» Task statement:
Each line from the one that holds "Target: bright window" to the end of the records is to be retyped exactly. Pictures are not part of the copy.

─── Records for the exercise ───

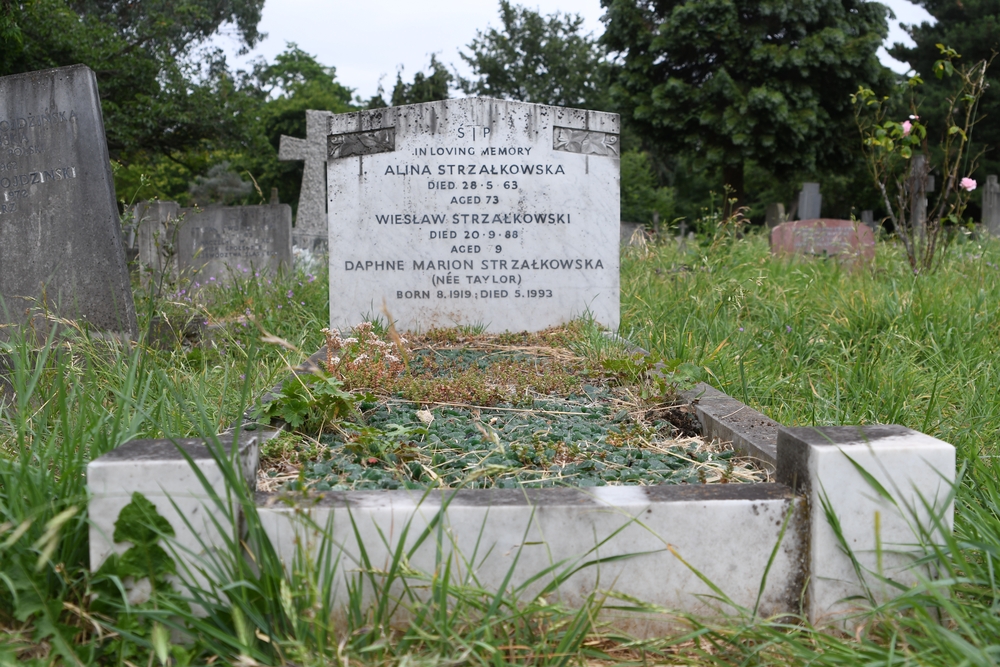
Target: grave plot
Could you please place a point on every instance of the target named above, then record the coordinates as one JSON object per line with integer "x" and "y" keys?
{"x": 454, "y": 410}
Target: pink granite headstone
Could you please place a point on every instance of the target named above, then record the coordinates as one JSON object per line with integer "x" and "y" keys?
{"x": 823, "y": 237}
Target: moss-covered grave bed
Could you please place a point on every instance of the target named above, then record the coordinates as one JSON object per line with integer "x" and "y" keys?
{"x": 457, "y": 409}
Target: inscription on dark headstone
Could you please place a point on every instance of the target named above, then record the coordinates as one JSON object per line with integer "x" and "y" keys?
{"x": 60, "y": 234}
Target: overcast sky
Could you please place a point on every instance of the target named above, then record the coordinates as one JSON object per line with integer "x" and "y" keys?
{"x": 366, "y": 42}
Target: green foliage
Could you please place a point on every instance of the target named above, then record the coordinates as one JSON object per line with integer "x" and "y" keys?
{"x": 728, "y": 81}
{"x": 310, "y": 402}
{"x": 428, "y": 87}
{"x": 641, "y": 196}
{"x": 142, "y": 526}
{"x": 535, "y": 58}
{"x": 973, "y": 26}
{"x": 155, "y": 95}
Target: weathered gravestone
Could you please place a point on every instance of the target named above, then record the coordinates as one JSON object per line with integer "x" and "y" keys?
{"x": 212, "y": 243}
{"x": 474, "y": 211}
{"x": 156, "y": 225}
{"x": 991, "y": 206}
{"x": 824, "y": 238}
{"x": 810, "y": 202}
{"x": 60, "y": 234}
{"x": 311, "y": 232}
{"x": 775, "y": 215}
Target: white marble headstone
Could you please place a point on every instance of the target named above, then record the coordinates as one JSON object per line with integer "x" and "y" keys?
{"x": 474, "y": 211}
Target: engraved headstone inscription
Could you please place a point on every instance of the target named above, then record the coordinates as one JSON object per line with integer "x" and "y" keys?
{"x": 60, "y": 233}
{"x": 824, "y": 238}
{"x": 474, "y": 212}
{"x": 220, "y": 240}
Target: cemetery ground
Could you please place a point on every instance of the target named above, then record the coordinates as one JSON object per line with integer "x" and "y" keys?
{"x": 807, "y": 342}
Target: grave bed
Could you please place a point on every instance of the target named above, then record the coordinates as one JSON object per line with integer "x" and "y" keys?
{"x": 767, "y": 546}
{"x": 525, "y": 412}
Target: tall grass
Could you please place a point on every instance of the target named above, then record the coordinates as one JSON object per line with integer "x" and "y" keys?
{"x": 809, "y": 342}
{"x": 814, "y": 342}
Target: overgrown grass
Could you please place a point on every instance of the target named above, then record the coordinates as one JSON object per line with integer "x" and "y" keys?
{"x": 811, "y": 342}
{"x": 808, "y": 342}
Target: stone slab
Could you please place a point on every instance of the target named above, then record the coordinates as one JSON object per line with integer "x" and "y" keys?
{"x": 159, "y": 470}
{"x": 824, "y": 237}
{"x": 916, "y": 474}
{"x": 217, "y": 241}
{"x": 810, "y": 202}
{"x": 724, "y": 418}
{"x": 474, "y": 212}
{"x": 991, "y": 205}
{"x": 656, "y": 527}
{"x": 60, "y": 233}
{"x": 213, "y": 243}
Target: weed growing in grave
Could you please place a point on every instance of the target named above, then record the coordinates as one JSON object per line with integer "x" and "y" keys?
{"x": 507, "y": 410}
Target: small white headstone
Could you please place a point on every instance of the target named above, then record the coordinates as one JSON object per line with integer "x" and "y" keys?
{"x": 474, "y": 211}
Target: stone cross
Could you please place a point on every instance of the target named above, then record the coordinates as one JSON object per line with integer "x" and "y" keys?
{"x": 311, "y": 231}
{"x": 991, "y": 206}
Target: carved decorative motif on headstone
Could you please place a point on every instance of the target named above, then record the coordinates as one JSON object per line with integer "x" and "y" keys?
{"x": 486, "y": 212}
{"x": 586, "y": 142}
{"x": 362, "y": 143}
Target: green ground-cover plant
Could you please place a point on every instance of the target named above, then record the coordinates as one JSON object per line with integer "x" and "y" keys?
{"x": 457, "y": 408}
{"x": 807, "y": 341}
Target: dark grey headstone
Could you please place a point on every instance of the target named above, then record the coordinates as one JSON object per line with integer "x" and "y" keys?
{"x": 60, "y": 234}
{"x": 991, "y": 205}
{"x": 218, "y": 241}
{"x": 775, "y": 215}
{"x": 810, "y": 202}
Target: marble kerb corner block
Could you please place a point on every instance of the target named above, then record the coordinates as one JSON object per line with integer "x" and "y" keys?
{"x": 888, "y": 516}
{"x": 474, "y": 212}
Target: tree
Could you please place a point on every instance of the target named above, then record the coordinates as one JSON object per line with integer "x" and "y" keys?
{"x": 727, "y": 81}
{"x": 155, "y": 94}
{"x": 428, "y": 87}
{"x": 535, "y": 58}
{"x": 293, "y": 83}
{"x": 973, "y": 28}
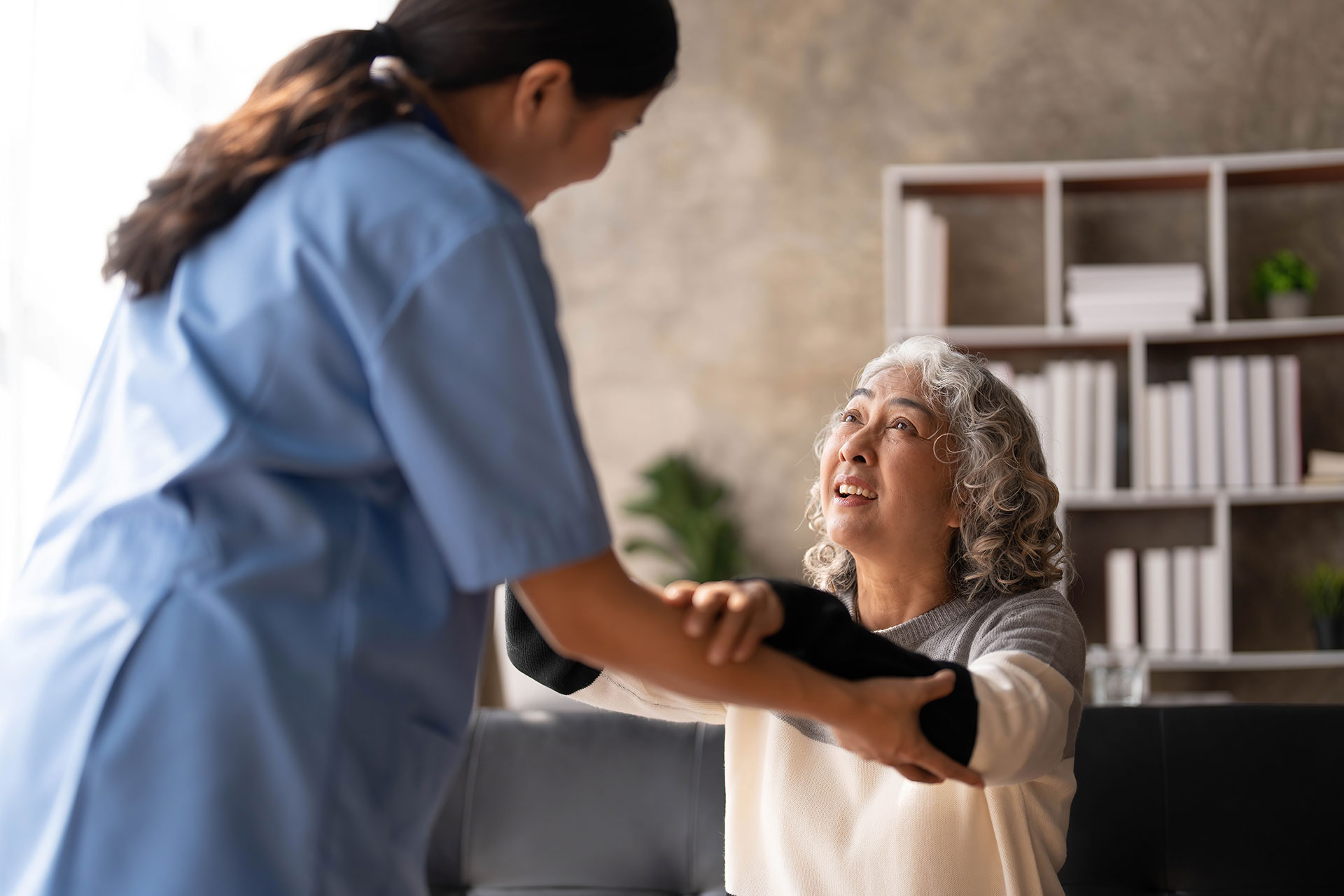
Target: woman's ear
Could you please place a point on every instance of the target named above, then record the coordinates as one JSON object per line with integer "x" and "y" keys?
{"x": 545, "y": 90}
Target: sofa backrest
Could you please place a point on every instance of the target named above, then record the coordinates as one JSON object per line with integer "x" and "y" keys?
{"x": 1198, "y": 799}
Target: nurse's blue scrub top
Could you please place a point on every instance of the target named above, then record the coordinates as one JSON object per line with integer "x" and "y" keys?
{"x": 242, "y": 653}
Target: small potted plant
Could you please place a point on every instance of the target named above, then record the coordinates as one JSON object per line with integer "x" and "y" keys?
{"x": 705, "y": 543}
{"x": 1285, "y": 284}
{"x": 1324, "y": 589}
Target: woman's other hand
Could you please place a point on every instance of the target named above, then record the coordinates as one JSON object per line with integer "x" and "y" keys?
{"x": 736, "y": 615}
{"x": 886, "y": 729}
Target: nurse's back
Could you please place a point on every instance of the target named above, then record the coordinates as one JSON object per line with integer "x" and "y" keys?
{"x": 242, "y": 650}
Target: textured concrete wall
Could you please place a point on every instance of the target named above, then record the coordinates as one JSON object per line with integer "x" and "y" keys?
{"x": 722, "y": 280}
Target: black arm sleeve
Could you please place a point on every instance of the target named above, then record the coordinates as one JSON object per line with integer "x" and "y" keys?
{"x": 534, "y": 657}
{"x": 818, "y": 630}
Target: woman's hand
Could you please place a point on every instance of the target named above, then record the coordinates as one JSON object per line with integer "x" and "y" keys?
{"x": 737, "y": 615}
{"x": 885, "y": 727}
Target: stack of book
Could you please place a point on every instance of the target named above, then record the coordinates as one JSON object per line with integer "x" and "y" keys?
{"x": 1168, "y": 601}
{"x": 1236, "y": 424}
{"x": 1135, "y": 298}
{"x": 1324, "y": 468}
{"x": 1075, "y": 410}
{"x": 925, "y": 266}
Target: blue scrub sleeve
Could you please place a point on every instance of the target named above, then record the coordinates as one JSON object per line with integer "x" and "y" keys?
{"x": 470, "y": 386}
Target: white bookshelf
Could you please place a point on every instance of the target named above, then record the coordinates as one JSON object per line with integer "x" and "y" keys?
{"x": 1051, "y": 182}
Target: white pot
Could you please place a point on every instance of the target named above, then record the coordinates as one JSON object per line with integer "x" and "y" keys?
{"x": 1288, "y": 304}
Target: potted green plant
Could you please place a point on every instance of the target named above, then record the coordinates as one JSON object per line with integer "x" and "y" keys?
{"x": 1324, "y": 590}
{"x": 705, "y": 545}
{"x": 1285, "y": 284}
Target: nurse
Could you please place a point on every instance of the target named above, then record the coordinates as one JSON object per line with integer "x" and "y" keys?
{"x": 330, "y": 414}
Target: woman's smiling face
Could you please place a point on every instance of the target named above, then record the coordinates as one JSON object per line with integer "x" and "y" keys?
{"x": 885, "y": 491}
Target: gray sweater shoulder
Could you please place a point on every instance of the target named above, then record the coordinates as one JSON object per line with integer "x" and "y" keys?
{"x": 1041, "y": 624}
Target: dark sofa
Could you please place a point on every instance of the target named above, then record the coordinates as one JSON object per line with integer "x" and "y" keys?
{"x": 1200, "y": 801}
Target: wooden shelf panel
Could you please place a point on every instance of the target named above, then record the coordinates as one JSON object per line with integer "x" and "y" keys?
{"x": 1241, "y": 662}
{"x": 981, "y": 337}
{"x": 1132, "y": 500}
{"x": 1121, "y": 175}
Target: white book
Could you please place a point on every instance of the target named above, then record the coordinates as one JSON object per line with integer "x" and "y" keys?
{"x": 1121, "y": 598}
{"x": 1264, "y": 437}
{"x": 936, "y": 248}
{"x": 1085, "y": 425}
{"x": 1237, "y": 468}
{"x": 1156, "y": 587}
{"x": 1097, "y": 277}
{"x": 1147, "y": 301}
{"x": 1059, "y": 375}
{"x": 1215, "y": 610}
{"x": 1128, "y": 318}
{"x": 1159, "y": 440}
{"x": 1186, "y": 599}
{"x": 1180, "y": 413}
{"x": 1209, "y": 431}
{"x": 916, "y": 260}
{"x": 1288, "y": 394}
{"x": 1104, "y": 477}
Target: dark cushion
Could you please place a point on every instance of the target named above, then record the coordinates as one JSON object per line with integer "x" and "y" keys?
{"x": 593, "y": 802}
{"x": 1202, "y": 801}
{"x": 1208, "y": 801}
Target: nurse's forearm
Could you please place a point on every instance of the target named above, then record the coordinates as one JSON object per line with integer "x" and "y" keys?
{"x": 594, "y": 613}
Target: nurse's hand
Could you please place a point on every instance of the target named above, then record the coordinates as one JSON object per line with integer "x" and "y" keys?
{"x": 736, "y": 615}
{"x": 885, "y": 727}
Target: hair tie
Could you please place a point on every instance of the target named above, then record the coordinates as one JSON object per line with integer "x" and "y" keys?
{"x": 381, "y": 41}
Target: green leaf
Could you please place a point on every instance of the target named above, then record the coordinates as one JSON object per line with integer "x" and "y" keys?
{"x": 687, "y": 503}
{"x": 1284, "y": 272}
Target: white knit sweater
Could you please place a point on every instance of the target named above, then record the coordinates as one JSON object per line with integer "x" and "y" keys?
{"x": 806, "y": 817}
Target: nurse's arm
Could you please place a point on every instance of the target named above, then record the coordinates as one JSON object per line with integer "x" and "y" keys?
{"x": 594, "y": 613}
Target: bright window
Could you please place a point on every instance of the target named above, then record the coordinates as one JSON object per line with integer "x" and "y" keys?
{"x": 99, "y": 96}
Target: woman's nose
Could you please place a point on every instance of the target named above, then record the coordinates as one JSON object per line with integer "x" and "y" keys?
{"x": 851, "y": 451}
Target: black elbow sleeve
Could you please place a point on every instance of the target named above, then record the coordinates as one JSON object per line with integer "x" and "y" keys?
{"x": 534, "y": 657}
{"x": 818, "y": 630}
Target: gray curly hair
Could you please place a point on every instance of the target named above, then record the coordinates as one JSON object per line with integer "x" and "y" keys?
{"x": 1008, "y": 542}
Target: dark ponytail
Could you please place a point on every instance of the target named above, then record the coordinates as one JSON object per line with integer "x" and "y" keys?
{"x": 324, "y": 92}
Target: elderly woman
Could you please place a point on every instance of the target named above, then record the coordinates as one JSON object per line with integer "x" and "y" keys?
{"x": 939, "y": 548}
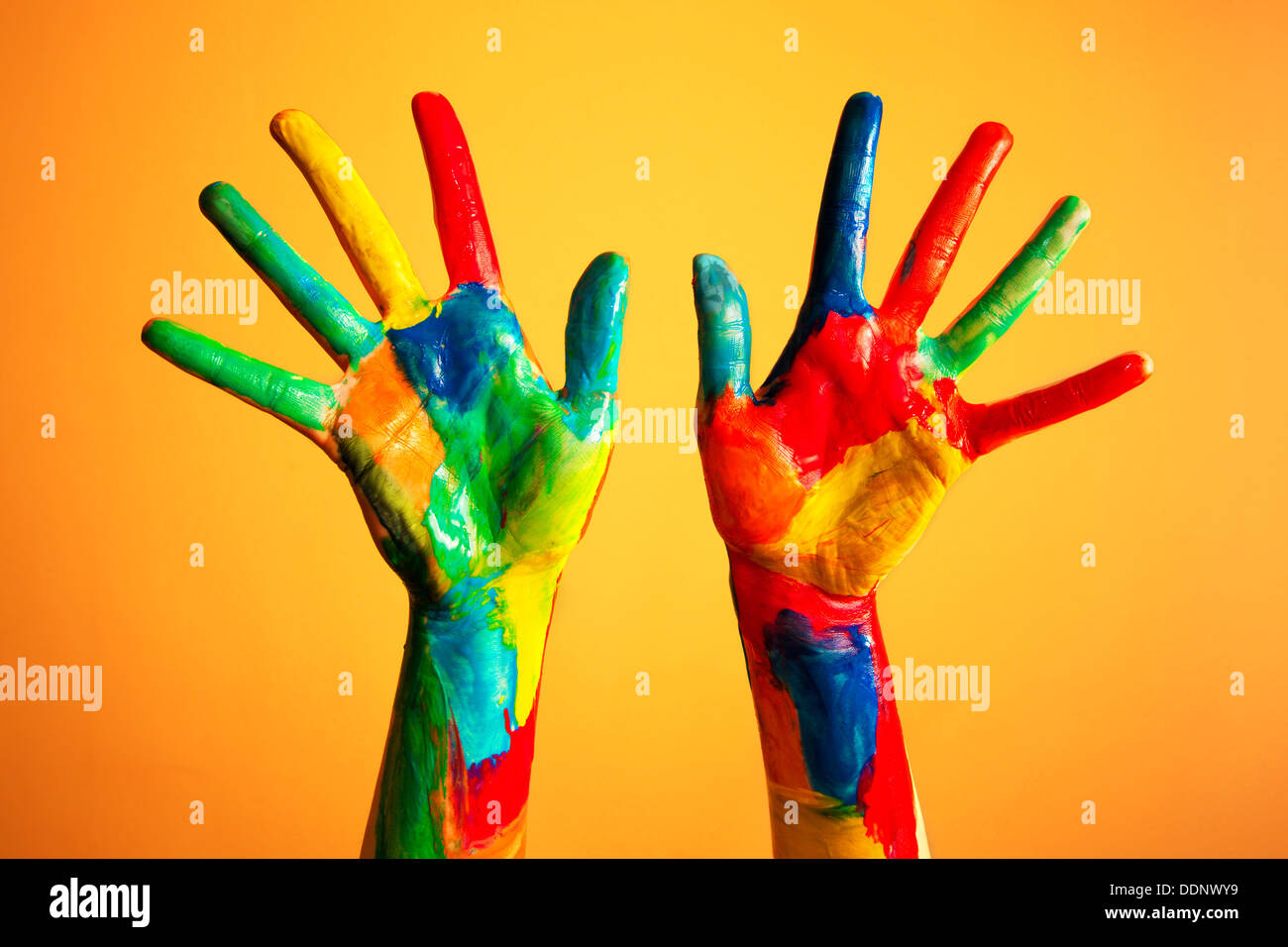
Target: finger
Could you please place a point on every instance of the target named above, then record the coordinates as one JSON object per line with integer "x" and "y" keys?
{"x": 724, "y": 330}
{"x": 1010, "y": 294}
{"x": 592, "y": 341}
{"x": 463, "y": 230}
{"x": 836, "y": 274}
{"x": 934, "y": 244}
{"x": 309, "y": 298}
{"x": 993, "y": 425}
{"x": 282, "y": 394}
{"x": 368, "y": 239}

───

» Solution to the exercise:
Target: bright window
Could you please place a point on every instance of the target named above, then record the coordinates as one JSON object per line with integer "x" and "y" keys?
{"x": 99, "y": 96}
Target: woman's nose
Could you please place a point on every instance of the target named above, then record the coordinates as one JSON object per line with integer "x" and "y" keys?
{"x": 851, "y": 451}
Target: black elbow sleeve
Could you please place a point on every instance of the target named above, then record the coordinates as one JSON object per line with integer "x" and "y" keys?
{"x": 534, "y": 657}
{"x": 818, "y": 630}
Target: gray curly hair
Could you please place a point on every instance of the target named above, then record the coordinates as one JSON object per line with integer "x" and "y" keys?
{"x": 1008, "y": 542}
Target: dark ponytail
Could you please place a point on every instance of the target named above, then record the coordinates as one JSON object per line with integer "x" and "y" keys?
{"x": 324, "y": 92}
Target: elderly woman
Could you please place a point on every instance of the target named above, then record the coordinates as one JSON object per line with integer "x" and "y" keys?
{"x": 939, "y": 548}
Target: finger
Could you please place a point on every instance of the target named above, then record the coordinates as one JSON object per line with integer "x" and "y" keys?
{"x": 724, "y": 330}
{"x": 1010, "y": 294}
{"x": 592, "y": 341}
{"x": 463, "y": 230}
{"x": 836, "y": 274}
{"x": 934, "y": 244}
{"x": 309, "y": 298}
{"x": 993, "y": 425}
{"x": 282, "y": 394}
{"x": 368, "y": 239}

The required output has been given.